Poursuivez le texte sur les tests d'émissions de l'Espace commandés par Deutsche Umwelthilfe, à partir de sa dernière phrase.

Texte à analyser –
§ §

Deutsche Umwelthilfe affirme que l'Espace ne respecte pas la norme européenne d'émissions polluantes lorsque le moteur est chaud. Pour respecter la norme de 80 mg de NOx par kilomètre parcouru, le moteur devait être froid et le véhicule devait avoir fait l'objet d'une préparation particulière la veille (cette préparation est prescrite par l'organisme qui teste les émissions polluantes en Europe, pour assurer l'uniformité des mesures et la comparabilité des résultats d'un véhicule à l'autre).

«Toute déviation de ce préconditionnement, où tout test fait quand le moteur était chaud plutôt que froid, donnait des mesures d'émissions (polluantes) à des niveaux que nous n'avons jamais vu auparavant», a indiqué Jürgen Resch, directeur de Deutsche Umwelthilfe. Cet ONG est décrite par les médias européens comme dénonciateur de longue date des moteurs diesel.

2061 mg de NOx par kilomètre parcouru

L'organisme écologiste a commandé neuf tests différents au laboratoire de la Haute École Spécialisée de Berne (une université suisse). Huit de ces tests reproduisent le cycle d'essais Euro 6 dans l'Union européenne. Le neuvième test, fait dans des conditions routières réelles, a été conçu par Deutsche Umwelthilfe. L'Espace n'a réussi que deux tests, seulement avec le moteur froid.

§ §

Données fournies –

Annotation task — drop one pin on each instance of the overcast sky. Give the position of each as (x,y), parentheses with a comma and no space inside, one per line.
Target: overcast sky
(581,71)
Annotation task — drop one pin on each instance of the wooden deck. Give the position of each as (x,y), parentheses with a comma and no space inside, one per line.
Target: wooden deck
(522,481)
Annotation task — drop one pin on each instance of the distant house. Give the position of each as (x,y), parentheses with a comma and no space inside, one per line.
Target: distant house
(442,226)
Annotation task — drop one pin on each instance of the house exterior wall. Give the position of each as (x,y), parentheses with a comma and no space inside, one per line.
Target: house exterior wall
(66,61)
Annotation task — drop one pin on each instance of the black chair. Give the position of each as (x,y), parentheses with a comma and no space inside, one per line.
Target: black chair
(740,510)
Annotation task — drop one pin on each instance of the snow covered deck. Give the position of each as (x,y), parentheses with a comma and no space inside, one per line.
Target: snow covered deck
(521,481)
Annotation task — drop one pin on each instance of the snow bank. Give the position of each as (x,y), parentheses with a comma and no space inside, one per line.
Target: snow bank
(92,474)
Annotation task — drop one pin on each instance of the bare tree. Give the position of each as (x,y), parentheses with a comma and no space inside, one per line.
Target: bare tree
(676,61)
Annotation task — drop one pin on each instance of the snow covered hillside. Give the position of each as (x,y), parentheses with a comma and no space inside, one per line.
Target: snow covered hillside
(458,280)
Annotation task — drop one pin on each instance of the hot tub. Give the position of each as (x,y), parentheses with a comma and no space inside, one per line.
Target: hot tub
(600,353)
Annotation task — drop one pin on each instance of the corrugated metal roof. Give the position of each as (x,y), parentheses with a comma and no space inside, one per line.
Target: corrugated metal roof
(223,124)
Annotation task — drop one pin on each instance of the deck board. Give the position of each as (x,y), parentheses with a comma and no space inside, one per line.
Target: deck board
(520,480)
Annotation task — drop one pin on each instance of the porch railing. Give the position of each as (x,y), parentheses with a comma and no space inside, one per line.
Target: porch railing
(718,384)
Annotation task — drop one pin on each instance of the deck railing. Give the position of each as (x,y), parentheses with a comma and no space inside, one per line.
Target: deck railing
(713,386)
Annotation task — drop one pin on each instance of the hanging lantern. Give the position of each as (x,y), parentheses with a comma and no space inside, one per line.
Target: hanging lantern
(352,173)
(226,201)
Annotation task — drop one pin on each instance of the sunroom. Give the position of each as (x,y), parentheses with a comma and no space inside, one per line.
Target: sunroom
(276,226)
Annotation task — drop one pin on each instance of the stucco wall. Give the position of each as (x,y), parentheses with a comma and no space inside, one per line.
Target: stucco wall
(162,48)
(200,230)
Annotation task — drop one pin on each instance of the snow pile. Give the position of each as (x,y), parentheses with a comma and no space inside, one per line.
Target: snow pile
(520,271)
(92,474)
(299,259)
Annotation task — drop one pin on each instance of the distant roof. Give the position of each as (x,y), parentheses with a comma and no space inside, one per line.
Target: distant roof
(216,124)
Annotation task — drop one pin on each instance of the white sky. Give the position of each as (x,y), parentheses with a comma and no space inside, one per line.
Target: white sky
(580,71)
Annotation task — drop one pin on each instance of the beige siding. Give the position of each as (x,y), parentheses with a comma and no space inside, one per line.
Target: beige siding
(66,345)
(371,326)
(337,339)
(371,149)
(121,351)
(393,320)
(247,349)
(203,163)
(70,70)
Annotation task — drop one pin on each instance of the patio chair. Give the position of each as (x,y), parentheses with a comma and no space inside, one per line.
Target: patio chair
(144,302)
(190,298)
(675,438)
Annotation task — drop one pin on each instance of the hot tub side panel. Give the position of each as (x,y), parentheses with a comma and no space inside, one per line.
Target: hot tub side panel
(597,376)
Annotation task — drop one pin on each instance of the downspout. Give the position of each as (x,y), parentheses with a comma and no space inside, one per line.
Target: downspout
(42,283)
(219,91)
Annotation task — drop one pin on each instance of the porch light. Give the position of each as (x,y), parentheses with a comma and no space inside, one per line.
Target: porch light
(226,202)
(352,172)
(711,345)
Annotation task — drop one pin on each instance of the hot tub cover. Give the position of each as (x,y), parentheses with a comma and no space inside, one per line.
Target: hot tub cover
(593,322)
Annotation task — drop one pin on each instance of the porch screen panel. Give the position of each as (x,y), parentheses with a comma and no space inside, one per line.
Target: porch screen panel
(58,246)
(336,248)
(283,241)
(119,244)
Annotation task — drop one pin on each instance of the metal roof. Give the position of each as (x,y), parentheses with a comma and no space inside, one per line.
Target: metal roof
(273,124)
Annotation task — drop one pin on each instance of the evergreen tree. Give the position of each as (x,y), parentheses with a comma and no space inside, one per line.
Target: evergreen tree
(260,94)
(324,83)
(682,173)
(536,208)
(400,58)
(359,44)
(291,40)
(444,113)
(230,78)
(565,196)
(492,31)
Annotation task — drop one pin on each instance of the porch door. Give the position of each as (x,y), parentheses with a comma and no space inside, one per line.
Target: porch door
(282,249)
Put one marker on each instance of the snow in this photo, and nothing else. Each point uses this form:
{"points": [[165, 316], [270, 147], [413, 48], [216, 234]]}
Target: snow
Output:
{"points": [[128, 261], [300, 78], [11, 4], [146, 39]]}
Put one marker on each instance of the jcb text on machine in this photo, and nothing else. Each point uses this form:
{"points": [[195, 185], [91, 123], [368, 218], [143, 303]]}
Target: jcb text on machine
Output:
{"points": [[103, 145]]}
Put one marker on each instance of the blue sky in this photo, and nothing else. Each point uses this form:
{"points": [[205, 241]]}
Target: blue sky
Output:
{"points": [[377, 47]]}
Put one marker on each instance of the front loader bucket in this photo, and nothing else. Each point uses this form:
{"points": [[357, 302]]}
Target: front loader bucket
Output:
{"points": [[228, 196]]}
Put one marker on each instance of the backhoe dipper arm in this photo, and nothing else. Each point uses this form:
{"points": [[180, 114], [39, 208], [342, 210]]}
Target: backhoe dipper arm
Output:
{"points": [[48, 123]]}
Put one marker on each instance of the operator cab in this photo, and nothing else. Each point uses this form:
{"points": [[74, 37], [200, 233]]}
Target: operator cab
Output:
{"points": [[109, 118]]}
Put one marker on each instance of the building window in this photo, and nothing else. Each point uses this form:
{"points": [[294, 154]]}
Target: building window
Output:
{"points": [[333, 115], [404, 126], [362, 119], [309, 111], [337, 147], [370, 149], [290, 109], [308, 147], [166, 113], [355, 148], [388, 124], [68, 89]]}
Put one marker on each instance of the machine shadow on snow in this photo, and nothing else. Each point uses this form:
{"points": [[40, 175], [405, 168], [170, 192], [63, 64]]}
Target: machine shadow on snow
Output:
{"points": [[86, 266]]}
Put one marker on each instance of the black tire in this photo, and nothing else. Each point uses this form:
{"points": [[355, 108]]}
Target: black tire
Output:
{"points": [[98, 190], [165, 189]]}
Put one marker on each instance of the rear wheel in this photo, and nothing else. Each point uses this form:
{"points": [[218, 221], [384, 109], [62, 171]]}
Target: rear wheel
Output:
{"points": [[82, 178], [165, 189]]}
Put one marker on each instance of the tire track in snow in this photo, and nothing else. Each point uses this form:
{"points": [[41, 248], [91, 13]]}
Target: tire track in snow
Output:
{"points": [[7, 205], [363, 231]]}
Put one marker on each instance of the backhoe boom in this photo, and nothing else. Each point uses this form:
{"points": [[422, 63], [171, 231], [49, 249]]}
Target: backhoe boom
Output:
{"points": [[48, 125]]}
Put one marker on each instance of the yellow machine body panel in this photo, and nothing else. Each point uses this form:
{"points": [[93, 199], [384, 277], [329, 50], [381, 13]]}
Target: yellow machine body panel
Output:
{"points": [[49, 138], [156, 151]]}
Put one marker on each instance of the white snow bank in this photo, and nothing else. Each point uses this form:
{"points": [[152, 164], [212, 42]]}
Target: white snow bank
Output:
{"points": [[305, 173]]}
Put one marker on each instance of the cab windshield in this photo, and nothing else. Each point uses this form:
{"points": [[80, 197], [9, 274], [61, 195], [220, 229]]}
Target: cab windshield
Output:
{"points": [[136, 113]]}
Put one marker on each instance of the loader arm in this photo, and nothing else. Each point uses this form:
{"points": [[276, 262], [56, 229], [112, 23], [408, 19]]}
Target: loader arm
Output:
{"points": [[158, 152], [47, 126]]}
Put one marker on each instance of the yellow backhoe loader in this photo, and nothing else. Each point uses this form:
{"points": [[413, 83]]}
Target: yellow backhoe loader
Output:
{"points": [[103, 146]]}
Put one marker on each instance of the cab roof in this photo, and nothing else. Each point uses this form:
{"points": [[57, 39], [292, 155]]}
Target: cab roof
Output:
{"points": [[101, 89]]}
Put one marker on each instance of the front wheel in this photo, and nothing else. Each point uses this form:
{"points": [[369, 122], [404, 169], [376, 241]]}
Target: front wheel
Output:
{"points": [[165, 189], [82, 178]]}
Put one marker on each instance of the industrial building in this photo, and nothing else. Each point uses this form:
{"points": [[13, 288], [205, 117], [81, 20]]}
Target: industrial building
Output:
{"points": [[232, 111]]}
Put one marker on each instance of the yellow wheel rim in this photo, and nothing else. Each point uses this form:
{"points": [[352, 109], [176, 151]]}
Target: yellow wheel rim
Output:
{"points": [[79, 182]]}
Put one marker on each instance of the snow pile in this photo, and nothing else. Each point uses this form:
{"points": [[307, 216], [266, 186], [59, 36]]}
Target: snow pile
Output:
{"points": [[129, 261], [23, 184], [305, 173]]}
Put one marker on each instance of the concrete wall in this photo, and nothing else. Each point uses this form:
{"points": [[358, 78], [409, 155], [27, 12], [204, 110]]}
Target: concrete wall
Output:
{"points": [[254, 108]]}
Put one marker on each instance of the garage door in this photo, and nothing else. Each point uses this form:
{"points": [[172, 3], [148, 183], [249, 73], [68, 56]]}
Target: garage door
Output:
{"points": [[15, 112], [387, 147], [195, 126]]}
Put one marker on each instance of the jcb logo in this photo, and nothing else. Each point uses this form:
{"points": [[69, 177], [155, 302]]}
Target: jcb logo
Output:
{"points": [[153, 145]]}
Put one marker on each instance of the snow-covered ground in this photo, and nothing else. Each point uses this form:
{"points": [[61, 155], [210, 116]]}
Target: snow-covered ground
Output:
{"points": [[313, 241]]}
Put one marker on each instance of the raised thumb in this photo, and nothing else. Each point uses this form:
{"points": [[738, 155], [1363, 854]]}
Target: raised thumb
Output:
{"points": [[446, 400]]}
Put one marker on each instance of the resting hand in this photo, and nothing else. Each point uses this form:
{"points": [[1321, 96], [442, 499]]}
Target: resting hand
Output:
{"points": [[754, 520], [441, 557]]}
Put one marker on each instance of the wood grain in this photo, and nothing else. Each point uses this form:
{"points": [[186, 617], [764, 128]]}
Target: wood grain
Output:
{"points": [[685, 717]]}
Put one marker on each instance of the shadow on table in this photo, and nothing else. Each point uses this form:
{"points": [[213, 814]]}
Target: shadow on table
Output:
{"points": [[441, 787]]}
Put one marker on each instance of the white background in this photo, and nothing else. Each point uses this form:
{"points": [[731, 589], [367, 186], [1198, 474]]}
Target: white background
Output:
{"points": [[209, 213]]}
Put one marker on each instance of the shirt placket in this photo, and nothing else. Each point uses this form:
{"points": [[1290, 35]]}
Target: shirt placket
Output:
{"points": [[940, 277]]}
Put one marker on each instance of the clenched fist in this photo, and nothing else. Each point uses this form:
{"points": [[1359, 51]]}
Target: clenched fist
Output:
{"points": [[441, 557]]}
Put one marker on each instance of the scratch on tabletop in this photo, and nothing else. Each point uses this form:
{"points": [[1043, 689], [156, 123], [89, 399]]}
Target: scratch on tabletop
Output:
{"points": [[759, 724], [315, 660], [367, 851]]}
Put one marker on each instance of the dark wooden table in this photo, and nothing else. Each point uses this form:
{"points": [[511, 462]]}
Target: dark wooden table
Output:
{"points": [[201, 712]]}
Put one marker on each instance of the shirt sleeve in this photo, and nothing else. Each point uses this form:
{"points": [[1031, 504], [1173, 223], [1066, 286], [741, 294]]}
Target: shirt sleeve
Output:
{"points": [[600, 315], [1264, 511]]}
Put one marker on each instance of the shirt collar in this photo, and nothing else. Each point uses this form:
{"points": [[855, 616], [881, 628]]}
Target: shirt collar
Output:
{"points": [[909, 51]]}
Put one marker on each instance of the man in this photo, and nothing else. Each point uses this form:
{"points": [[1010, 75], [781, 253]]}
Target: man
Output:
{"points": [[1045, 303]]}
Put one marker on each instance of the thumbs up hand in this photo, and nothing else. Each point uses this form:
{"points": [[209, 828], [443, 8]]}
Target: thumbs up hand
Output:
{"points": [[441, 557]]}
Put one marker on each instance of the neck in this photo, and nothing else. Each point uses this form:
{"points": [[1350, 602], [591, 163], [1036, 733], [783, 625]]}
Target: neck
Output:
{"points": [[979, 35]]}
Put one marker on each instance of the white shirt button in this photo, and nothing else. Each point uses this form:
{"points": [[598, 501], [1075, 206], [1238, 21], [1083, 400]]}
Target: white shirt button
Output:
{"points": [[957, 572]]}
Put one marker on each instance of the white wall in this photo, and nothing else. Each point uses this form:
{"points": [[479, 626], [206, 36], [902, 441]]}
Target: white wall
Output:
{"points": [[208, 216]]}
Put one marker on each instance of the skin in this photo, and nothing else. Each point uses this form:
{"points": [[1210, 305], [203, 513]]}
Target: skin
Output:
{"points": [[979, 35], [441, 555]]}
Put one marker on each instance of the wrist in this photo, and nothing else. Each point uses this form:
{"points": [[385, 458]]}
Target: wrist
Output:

§ §

Zone de réponse –
Durant le test maison fait dans les rues de Berne et des environs, l'Espace a émis 2061 mg de NOx par kilomètre parcouru durant un test en conditions routières réelles fait en Suisse. Depuis septembre dernier, la norme européenne «Euro 6b» est de 80 mg/km, mais un comité a permis une tolérance de 110% jusqu'en 2019 pour compenser le fait que les tests seront faits en conditions réelles à partir de 2017 (et non plus en laboratoire, sur un dynamomètre, comme actuellement).

Fait intéressant, Deutsche Umwelthilfe n'accuse pas Renault d'avoir mis, comme Volkswagen, un logiciel fait exprès pour reconnaître et déjouer les tests sur dynamomètre.

En fait, c'est le système de mesure des émissions polluantes lui-même, autant que Renault, qui est dénoncé comme laxiste, au détriment de la santé publique. Respirer des oxydes d'azote - des particules ultrafines absorbées dans le sang lorsque inhalées - peuvent déclencher des difficultés respiratoires graves et aggraver des maladies cardiaques déjà déclarées.

Avec ce test, «il devient évident que nous ne pouvons plus continuer avec la procédure de test actuelle; il faut une reconstruction exhaustive du système» d'homologation environnementale des véhicules, a dit Axel Friedrich, un expert en transports cité par Deutsche Umwelthilfe.

Aussi polluants que durant les années 80

«Nous n'avons pas vu des émissions à un tel niveau depuis la fin des années 80, avec l'adoption de limites européennes d'émission. Il est incroyable que des voitures prétendues modernes, qui polluent l'air ainsi, soient sur les routes», ajoute M. Friedrich.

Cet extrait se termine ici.